GIVEN INSTRUCTION:
Rewrite the lines below as a Markdown table with two columns, Row and Line, giving each line its own numbered row and skipping any blank lines.

INPUT ROWS:
· · · · · · ·
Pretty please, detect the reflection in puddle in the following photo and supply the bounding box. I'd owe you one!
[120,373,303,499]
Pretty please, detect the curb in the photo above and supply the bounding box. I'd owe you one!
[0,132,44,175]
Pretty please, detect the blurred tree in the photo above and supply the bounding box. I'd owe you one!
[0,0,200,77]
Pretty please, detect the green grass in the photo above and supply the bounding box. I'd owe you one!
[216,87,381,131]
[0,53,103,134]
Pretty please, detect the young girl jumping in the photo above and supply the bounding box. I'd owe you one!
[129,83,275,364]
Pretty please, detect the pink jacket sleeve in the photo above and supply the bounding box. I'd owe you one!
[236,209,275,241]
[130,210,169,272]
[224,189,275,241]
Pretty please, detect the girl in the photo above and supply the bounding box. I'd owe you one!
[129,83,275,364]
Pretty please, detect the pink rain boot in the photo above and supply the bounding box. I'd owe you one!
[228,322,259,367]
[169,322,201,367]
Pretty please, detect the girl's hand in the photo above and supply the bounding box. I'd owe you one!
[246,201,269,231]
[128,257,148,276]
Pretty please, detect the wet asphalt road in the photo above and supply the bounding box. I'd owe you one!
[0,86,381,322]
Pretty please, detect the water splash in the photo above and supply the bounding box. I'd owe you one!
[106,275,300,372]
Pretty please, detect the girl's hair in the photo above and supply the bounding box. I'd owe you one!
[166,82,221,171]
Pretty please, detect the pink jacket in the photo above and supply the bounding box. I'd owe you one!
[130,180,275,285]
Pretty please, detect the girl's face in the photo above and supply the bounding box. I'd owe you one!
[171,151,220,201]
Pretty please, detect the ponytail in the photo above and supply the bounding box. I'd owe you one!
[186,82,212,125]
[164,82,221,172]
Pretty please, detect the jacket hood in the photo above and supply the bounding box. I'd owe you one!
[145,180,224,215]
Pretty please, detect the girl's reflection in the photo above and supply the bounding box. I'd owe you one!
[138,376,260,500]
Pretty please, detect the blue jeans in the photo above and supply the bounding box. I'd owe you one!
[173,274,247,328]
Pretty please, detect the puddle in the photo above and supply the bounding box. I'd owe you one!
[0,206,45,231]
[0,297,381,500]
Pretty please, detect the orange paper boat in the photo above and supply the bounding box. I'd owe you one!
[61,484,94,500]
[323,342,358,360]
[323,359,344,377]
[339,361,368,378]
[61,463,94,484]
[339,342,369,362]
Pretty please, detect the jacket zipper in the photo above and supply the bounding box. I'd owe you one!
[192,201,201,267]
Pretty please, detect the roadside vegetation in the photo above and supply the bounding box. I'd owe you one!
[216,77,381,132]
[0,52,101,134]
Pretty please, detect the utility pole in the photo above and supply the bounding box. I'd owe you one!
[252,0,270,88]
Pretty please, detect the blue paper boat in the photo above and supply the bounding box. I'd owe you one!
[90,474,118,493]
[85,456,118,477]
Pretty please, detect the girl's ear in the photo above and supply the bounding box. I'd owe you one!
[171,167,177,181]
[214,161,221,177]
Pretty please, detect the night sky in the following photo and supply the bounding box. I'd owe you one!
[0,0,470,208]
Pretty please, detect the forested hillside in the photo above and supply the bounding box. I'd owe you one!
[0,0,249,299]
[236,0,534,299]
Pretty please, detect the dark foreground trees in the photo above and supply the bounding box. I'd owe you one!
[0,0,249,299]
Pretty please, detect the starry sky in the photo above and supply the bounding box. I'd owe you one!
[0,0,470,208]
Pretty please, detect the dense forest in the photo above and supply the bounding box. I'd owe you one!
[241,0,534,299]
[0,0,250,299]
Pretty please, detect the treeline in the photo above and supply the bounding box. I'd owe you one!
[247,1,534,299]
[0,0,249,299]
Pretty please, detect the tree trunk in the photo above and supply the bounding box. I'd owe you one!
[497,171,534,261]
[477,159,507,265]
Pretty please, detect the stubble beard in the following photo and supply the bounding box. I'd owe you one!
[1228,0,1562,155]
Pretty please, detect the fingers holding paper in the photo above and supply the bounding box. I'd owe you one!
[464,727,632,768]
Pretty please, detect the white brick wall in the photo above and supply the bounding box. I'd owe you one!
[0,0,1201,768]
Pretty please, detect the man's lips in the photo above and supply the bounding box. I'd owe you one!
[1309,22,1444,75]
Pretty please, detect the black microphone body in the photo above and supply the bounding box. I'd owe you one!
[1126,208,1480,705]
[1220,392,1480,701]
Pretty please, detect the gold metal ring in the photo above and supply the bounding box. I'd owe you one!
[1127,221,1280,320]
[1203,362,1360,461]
· · · · · · ·
FINISHED ANSWER:
| Row | Line |
|---|---|
| 1 | Pretty please, detect the reflection in puddle in the following photo and supply the bounding box. I'd owe you one! |
| 2 | [120,373,303,499] |
| 3 | Pretty please, detect the curb in the photo above and supply the bounding box. I'd owe you one! |
| 4 | [0,132,44,175] |
| 5 | Pretty please, detect the blurred tree in the photo above and supply the bounding box. I'd owe you one! |
| 6 | [0,0,200,77] |
| 7 | Pretty please, detect the green grass in the photo above and supply the bounding box. I'd owe you one! |
| 8 | [216,87,381,131] |
| 9 | [0,53,103,134] |
| 10 | Pretty please, detect the young girl jumping in the photo above and supply the bounding box. I'd owe you one! |
| 11 | [129,83,275,364] |
| 12 | Pretty please, detect the pink jacket sleeve in the photo above and supply the bounding box. I'd owe you one! |
| 13 | [236,209,275,241] |
| 14 | [130,210,169,272] |
| 15 | [224,189,275,241] |
| 16 | Pretty please, detect the girl in the photo above and supply the bounding box. I'd owe you one! |
| 17 | [129,83,275,364] |
| 18 | Pretty please, detect the pink rain boot in the photo above and supply the bounding box. I'd owe you one! |
| 19 | [228,322,259,367] |
| 20 | [169,322,201,367] |
| 21 | Pretty please, detect the girl's hand in the photo above and supply the bounding box. I'd owe you one! |
| 22 | [246,201,269,231] |
| 23 | [128,257,148,276] |
| 24 | Pretty please, detect the wet asphalt road in the photo above and supply the bounding box. I'd owe you one! |
| 25 | [0,86,381,322] |
| 26 | Pretty please, detect the water splash in the photo above and supply the bounding box. I'd owe you one! |
| 27 | [106,275,300,372] |
| 28 | Pretty please, detect the girl's hair in the photo above and supply the bounding box. I'd owe you one! |
| 29 | [166,82,221,171] |
| 30 | Pretty please, detect the pink jacket in the photo above and supply the bounding box. I'd owe you one! |
| 31 | [130,180,275,285] |
| 32 | Pretty please, detect the girl's face in the photo above and supply the bounding box. I'd owe you one! |
| 33 | [171,151,220,201] |
| 34 | Pretty please, detect the ponytail in the photo above and supply the bounding box. I'd owe you one! |
| 35 | [186,82,212,125] |
| 36 | [164,82,221,172] |
| 37 | Pretty please, detect the jacket hood in the photo above and supply the bounding box. I'd owe you one! |
| 38 | [145,180,224,215] |
| 39 | Pretty please, detect the girl's reflection in the photo above and supply the bounding box. I'd owe you one! |
| 40 | [138,376,260,500] |
| 41 | Pretty please, detect the blue jeans in the photo above and supply the bounding box. I'd owe you one! |
| 42 | [173,274,247,328] |
| 43 | Pretty please, detect the puddle in the photo above and supply the bounding box. I'd owe you one! |
| 44 | [0,206,45,231] |
| 45 | [0,297,381,500] |
| 46 | Pretty please, detect the orange paper boat in the photo above and supply the bounding box. I'd owe you one! |
| 47 | [61,484,94,500] |
| 48 | [323,342,358,360] |
| 49 | [323,359,344,377] |
| 50 | [339,361,368,378] |
| 51 | [61,463,94,484] |
| 52 | [339,342,369,362] |
| 53 | Pretty please, detect the jacket zipper in the photo above and supply the bounding box. I'd owe you one! |
| 54 | [192,201,201,267] |
| 55 | Pretty please, detect the roadside vegetation in the photo above and supply the bounding box. I'd owe you one! |
| 56 | [216,77,381,132] |
| 57 | [0,52,101,134] |
| 58 | Pretty please, detect the utility pole in the photo above and supply the bounding box. I'd owe you one! |
| 59 | [252,0,270,88] |
| 60 | Pretty please, detect the blue paper boat in the photo above and supply the bounding box. I'd owe you one! |
| 61 | [90,474,118,493] |
| 62 | [85,456,118,477] |
| 63 | Pretty please, detect the girl's ear in the photo above and supply the bounding box. I'd owe you one! |
| 64 | [171,167,177,181] |
| 65 | [214,161,221,177] |
| 66 | Pretty please, detect the night sky in the following photo and supply the bounding box. I'd owe you one! |
| 67 | [0,0,470,208] |
| 68 | Pretty please, detect the forested hillside in the photo above and supply the bounding box. I'd owe you one! |
| 69 | [0,0,249,299] |
| 70 | [236,0,534,299] |
| 71 | Pretty please, detect the dark foreground trees in the photo above and supply the bounding box. I'd owe you one! |
| 72 | [0,0,249,299] |
| 73 | Pretty please, detect the starry sky in the photo above and supply the bounding box. I'd owe you one! |
| 74 | [0,0,470,208] |
| 75 | Pretty please, detect the dense forest in the photo above and supply the bounding box. I'd owe you one! |
| 76 | [241,0,534,299] |
| 77 | [0,0,250,299] |
| 78 | Pretty please, detect the treeline in the photo above and supply the bounding box. I'd owe you one! |
| 79 | [247,1,534,299] |
| 80 | [0,0,249,299] |
| 81 | Pretty please, detect the tree trunk in the photo above and supply the bounding box. I'd owe you one! |
| 82 | [497,171,534,261] |
| 83 | [477,159,507,265] |
| 84 | Pretty please, detect the stubble beard in the following photo and supply the bounding box. I'd owe you one! |
| 85 | [1228,0,1562,155] |
| 86 | Pretty please, detect the fingers holding paper in the photo above and supply the bounding box. I'd owe you one! |
| 87 | [464,727,632,768] |
| 88 | Pretty please, detect the white brick wall in the photo above and supply the bounding box. I'd owe you one! |
| 89 | [0,0,1201,768] |
| 90 | Pretty please, detect the man's lips in the photo above and supply the bounding box. I'd owe you one! |
| 91 | [1309,22,1444,75] |
| 92 | Pretty please, detect the black microphone body in the photo above and supply the bounding box. I'd owe you one! |
| 93 | [1126,208,1480,705] |
| 94 | [1220,392,1480,701] |
| 95 | Pretty please, detect the gold metal ring in the photo above and supply the bounding box. I'd owe you one! |
| 96 | [1127,221,1280,320] |
| 97 | [1203,362,1360,461] |